Goal of the exercise
Repeat verbatim the lines of the data below, beginning with the line containing "of the nose" and continuing to the end.

[Object position labeling entries]
— START —

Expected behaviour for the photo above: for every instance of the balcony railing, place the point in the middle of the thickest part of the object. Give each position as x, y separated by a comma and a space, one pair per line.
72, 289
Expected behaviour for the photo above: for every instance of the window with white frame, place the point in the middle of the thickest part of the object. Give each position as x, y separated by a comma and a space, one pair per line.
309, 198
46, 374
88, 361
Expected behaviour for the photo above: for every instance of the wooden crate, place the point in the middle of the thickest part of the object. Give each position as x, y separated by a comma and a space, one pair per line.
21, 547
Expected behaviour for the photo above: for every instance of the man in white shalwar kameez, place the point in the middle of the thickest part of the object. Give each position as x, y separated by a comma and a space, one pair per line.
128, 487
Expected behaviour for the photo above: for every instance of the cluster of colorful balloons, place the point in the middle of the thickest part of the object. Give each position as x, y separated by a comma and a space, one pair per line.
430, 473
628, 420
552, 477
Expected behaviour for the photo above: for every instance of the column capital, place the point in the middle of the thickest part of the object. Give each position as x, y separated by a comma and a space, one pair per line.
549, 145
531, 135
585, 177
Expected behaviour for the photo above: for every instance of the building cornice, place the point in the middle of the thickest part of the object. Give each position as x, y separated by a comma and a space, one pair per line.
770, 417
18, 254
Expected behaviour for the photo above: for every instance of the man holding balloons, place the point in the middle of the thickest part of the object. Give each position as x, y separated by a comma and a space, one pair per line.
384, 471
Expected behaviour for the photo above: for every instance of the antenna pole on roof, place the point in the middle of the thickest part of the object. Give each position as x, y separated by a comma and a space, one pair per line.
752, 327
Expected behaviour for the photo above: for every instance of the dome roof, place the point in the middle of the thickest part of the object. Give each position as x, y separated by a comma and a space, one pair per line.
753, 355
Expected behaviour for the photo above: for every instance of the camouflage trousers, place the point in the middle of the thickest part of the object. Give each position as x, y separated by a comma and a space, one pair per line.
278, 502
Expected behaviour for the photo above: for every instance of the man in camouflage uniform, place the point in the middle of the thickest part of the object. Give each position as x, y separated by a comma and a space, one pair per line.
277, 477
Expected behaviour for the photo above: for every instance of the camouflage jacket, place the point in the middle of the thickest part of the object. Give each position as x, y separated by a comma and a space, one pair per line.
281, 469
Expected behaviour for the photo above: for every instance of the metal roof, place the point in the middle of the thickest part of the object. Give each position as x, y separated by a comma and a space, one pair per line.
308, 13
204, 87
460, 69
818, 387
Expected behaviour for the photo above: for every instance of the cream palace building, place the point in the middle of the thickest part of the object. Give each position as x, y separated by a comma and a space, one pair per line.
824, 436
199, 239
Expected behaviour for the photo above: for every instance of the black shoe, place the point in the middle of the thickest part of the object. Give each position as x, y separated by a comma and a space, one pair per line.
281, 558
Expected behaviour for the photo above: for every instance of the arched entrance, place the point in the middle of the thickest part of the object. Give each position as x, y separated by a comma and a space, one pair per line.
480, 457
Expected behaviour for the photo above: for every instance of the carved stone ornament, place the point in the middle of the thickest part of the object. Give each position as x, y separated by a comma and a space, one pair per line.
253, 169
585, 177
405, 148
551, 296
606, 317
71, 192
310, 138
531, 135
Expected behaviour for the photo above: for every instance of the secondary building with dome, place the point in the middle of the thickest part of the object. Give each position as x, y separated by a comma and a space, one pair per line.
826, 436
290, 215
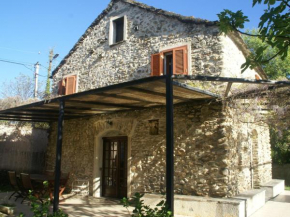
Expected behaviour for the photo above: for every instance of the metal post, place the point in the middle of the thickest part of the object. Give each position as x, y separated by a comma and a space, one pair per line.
36, 67
169, 143
58, 155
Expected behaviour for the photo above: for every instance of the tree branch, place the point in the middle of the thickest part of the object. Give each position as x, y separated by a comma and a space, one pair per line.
248, 34
286, 3
279, 52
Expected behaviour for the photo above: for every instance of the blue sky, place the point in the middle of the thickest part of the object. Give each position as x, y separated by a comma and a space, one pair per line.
30, 28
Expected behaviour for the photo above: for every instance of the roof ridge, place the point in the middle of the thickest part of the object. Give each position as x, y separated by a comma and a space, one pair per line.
185, 19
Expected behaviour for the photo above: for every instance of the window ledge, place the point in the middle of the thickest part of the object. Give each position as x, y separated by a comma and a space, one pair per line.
115, 44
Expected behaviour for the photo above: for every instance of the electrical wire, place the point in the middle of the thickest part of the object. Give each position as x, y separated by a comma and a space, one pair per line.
22, 64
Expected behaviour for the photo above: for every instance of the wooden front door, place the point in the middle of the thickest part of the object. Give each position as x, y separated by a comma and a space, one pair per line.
114, 167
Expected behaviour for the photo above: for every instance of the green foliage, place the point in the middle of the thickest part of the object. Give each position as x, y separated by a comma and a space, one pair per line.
280, 145
42, 209
142, 210
275, 68
273, 30
4, 182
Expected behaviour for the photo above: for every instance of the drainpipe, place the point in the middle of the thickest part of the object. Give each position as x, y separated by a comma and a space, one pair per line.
58, 155
169, 143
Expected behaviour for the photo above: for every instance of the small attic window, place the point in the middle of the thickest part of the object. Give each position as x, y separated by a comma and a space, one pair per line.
117, 30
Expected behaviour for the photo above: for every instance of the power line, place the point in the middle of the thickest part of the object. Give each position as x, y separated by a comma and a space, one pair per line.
24, 51
19, 63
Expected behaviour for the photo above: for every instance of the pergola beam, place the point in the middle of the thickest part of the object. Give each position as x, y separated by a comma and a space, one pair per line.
228, 79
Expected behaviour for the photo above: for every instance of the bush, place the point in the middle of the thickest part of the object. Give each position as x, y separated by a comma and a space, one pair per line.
4, 181
280, 141
42, 209
141, 210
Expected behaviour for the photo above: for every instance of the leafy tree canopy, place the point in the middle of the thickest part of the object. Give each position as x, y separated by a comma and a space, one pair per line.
276, 68
273, 30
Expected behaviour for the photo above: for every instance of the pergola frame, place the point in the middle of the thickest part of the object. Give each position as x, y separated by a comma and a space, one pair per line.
169, 121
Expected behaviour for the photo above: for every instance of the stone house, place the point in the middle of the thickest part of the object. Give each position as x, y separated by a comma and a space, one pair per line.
124, 152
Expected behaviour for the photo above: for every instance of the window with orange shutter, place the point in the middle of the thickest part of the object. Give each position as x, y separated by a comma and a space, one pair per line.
175, 59
67, 85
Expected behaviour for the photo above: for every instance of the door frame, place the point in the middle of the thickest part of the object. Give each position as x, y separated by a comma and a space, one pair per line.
125, 173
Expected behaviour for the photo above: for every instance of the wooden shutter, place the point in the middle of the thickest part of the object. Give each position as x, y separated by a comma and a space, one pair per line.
70, 85
156, 64
61, 87
180, 61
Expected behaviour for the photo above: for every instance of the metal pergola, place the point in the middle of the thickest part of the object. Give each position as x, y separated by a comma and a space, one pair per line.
133, 95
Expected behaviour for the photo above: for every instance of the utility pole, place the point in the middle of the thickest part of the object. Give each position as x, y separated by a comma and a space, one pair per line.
36, 68
50, 58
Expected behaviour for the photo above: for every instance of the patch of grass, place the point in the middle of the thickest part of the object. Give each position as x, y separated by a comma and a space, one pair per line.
5, 188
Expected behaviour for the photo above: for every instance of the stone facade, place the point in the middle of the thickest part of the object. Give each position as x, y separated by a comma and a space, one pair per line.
211, 151
98, 64
215, 154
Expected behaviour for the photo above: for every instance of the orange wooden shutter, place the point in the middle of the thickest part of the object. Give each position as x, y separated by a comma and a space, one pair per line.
180, 61
156, 64
70, 86
61, 88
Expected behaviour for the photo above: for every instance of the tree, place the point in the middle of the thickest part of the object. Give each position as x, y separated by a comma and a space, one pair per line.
276, 68
17, 92
273, 30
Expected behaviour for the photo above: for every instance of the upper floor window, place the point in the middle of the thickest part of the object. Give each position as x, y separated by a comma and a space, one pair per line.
67, 85
173, 61
117, 30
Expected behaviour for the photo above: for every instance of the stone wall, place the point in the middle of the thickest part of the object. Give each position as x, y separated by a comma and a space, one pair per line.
282, 172
250, 150
206, 157
98, 64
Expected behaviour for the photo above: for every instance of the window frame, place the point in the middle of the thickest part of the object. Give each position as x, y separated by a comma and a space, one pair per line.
112, 29
172, 49
66, 77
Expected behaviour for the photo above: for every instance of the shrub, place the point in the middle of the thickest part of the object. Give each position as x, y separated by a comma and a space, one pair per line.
142, 210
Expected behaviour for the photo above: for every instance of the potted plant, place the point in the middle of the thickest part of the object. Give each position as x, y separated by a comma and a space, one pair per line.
7, 207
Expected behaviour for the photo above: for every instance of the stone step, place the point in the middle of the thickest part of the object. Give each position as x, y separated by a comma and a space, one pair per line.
254, 200
273, 188
201, 206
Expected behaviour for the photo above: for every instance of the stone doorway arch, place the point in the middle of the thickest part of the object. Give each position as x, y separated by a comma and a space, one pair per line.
110, 128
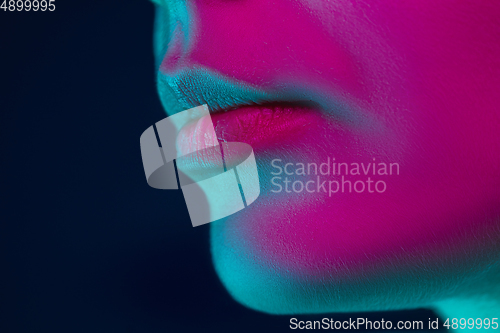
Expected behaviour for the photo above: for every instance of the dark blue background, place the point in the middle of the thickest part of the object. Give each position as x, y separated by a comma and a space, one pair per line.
86, 245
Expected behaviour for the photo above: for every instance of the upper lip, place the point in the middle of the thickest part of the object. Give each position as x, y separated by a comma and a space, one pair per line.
198, 86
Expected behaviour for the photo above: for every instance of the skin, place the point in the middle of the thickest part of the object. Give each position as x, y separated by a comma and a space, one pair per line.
408, 82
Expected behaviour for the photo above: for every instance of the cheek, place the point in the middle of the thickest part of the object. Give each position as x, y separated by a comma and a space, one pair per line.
266, 44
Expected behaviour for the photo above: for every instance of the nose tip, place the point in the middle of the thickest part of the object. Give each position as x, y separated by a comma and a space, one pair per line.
172, 30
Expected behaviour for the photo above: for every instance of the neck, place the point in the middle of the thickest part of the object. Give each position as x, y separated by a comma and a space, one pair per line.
479, 299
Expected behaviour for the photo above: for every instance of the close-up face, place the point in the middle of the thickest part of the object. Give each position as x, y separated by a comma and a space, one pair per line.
375, 128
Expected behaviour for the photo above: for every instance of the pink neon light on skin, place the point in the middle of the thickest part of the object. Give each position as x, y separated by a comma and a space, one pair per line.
420, 83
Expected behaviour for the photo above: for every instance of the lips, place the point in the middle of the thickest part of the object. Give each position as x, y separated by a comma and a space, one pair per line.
260, 126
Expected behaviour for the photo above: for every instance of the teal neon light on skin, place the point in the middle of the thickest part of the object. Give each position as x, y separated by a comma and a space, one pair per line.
413, 82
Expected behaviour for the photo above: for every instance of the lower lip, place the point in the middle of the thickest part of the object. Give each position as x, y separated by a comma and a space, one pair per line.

— END —

Final result
Expected behaviour for the photo above: for every instance of the nose tip, place the point in the middle of the thickest part of the object. Give each position as x, y separated by a comma and a space, one pair per line.
172, 30
Expected behaviour for the photo above: for every instance of the neck, place the point in the middle of the thickest part of the object. Give each position as x, y separated by a comma and a space, one pair per line.
479, 299
Expected behaviour for the photo above: for every instance of the close-up face, place the point in the middle of the thickest part of the object. Give each position as x, y separated by a comma and a space, one pair per line.
375, 128
Expected behaviour for the photo above: for every instance of the pink neon light on skin, place the point in the middle of the thickest part of the object. Give each position as x, y separated by a comma and a space, one pair per line.
420, 83
Expected behaviour for the photo above: for every instance of the lips, place the point in the middle of the thickest part of the object. Give each position as x, y separated by a comma and a space, one pair per line.
260, 126
Expected behaviour for the photo above: for every instance of the teal neon light on skin, place the point in the middle of the thickest part of the object. Give each position as x, y separated by a comma and a space, one pair per line.
413, 82
Expected behaviour for the photo above: for every instance of the lower lip, place the point in the middle of the thickest part of the object. Give each position as x, y separated by a comma and a space, one pair per line.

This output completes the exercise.